Task directions:
The entries are to be returned exactly as written.

** Opening Dataset records block **

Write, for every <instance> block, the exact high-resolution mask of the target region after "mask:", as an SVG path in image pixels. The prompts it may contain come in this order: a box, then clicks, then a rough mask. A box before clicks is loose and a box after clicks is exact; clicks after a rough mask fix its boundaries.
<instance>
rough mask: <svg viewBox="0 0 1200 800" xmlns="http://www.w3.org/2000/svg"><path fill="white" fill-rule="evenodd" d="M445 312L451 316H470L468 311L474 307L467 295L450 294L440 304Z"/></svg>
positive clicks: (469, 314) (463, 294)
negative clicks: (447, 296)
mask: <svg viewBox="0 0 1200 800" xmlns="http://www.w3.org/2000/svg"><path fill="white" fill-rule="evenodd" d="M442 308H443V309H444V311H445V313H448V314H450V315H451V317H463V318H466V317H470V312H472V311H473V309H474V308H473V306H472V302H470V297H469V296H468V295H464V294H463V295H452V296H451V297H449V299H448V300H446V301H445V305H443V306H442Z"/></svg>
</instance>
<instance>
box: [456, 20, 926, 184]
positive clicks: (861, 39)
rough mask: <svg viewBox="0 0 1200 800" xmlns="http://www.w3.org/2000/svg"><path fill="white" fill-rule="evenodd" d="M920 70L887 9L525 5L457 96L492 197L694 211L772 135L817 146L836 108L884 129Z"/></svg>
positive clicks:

** Closing Dataset records block **

Answer space:
Write, for every <instance> block, the exact high-resolution mask of the target region after "mask:", as an SVG path in image pixels. The prompts it may contain come in this order: a box, then clicks, then a rough mask. A box before clicks is loose and a box after clicks is exact; clicks after a rough mask fix its boundaries.
<instance>
rough mask: <svg viewBox="0 0 1200 800" xmlns="http://www.w3.org/2000/svg"><path fill="white" fill-rule="evenodd" d="M445 312L451 316H470L468 311L474 307L467 295L450 294L440 304Z"/></svg>
positive clicks: (469, 314) (463, 294)
negative clicks: (447, 296)
mask: <svg viewBox="0 0 1200 800" xmlns="http://www.w3.org/2000/svg"><path fill="white" fill-rule="evenodd" d="M442 308H443V309H444V311H445V313H448V314H450V315H451V317H463V318H466V317H470V312H472V311H473V309H474V308H473V306H472V302H470V297H469V296H468V295H464V294H463V295H452V296H451V297H449V299H448V300H446V301H445V305H443V306H442Z"/></svg>
</instance>
<instance>
box: [456, 20, 926, 184]
positive clicks: (861, 39)
rough mask: <svg viewBox="0 0 1200 800" xmlns="http://www.w3.org/2000/svg"><path fill="white" fill-rule="evenodd" d="M920 70L887 9L525 5L457 96L492 197L694 211L772 135L817 146L836 108L884 129Z"/></svg>
positive clicks:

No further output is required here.